▸ **What the exercise asks**:
Resume the blog text about embarrassing moments and Olympic tickets, writing what comes after its final sentence.

▸ **Selected text**:
++++++++

Tuesday, 28 June 2011

All the embarrassing things that have ever happened to me

Well maybe not quite all, but certainly a pertinent few:
  1. Donning my brand new double buckled patent faux snakeskin pointy toed boots, I left the house feeling hot to trot. coming down the escalator at Manor House station, toe got stuck at the bottom and I fell landing face down splayed out in the hall at the bottom wishing the earth to swallow me up while fellow passengers walked around me.

  2. Walked down the main street from our holiday cottage in Padstow towards the beach with my long skirt tucked into my knickers. It was a hot day with no breeze and clearly couldn't tell. When I was almost there an old lady stopped me and let me know.

  3. Shaking hands to greet a man who came for a meeting at work I was shocked at their glacial temperature, almost involuntarily I said, "oh, cold hands", "but warm heart," was his retort. When I came back from the meeting I was greeted by a chorus of Ooo matron and blushed bright red realising how our initial exchange clearly sounded.

Saturday, 25 June 2011

Cinders Won't Be Going to the Ball

The promise of more tickets to the Olympics gave the glimmer of hope that perhaps still there was a chance to be there. So before work yesteday logged onto the site to find something. Ridiculously, they hadn't removed all the sold out events, so you had to trawl through all the pages of no availability to find where the gaps were. No athletics. No swimming. No gymastics. No cycling. No table tennis. No basketball. No fencing. No anything that I really wanted to watch. Thought about things that I wouldn't mind to go and see just to be in the stadiums. Boxing (don't even really agree with this as a sport), but you would have to pay £75, or £95 per ticket and I didn't really want to go alone, so would have to buy 2. And it was at the Excel Centre. Not really in the Olympic park, not a new building, not a sport I really want to watch, why would I want to spend that kind of dough? Weight lifting? Not really. Wrestling? No. Did manage to get a set of tickets at Wembley for my sis and her family to watch football, but since she didn't want to pay top dollar either it had to be women's football (apologies for being disparaging about women's football).

And they said that in this round you were actually buying tickets not being in a lottery - it was first come first served. Suprised then, that at the end of the payment it said we will let you know in a weeks time if your application has been successful.

++++++++

▸ **Source material**:

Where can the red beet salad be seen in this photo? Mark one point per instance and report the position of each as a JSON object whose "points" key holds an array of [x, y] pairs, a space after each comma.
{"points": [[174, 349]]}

++++++++

▸ **Result below**:
It really has been a mega shambles and makes me want to boycott the whole event. The news yesterday said only 7% of London families had any tickets. No suprise then that I don't know a single person who has been successful in securing tickets. I only know of people through other people who have been lucky. Also that for some of the most popular events only 55% of the tickets were even available. They should have given less to corporate sponsorship and sold them to the public since the public is clearly keen to attend.

So now, at the end of the ticket thing, Londoners will have to cope with the huge influx of tourists, transport crush, hoopla and in your face advertising and not be involved at all. Perhaps we should  leave the country during that time instead and take our money to somewhere its wanted - you can watch the olympics on tv from almost anywhere afterall.

Thursday, 16 June 2011

Exercising in the park

A Bassett hound stands wagging his tail while watching a weird hippy man do yoga on a brown rug on the path. Strange jerky warm up exercises that the dog seems to be comtemplating joining in with until his owner encourages him to come away and join the Yorkshire terrier. The yorkie is rolling on the grass with his legs in the air. In the distance hippy man is rolling, while tucked into a ball, from one side to the other and then moves into upward and downward dog, followed by a shoulder stand. The dogs have left the vicinity. Weird hippy man is just getting sideways glances from passing office workers.

Friday, 10 June 2011

Lost Poster Cambridge

Peaceful and genteel. Full of brainy students and bicycles. Someone had posted lost posters on the lamp posts of my route to the Sainsbury Laboratory's Artist Launch (new building with artist's work integral to the design). Three hundred pound reward (in my neighbourhood a reward is seldom offered, and never more than £100). On closer inspection the lost item was neither a beloved cat or dog but a beloved fountain pen. £300 reward for a pen! Must have been expensive with great sentimental value.

Thursday, 9 June 2011

Kings Cross is a filthy animal

Sitting in the window of Starbucks on the button corner of Pentonville Road. The streets are not littered as they once were but Kings Cross struggles to overcome it's grubby reputation. Over the road the once lovely lighthouse building is falling down. The lighthouse itself has lost some balustrades and is in danger of loosing it's roof, but it has gained some grafitti. The rest of the building has fallen into derelict disrepair - dirt clinging to intricate windows of the upper stories. Buddleia, beloved of butterflies, sprouting out of the fencing. On the second floor two pairs of pigeons copulate on the window sills. Ground floor has been neglected for many years and now the building has been declared unsafe. A succession of small independent traders, including Mole Jazz, resided in the dirt afflicted premises. The massive regeneration hasn't quite reached this block yet. No doubt it will be torn down and replaced by something in steel and glass despite the current building's underlying charm.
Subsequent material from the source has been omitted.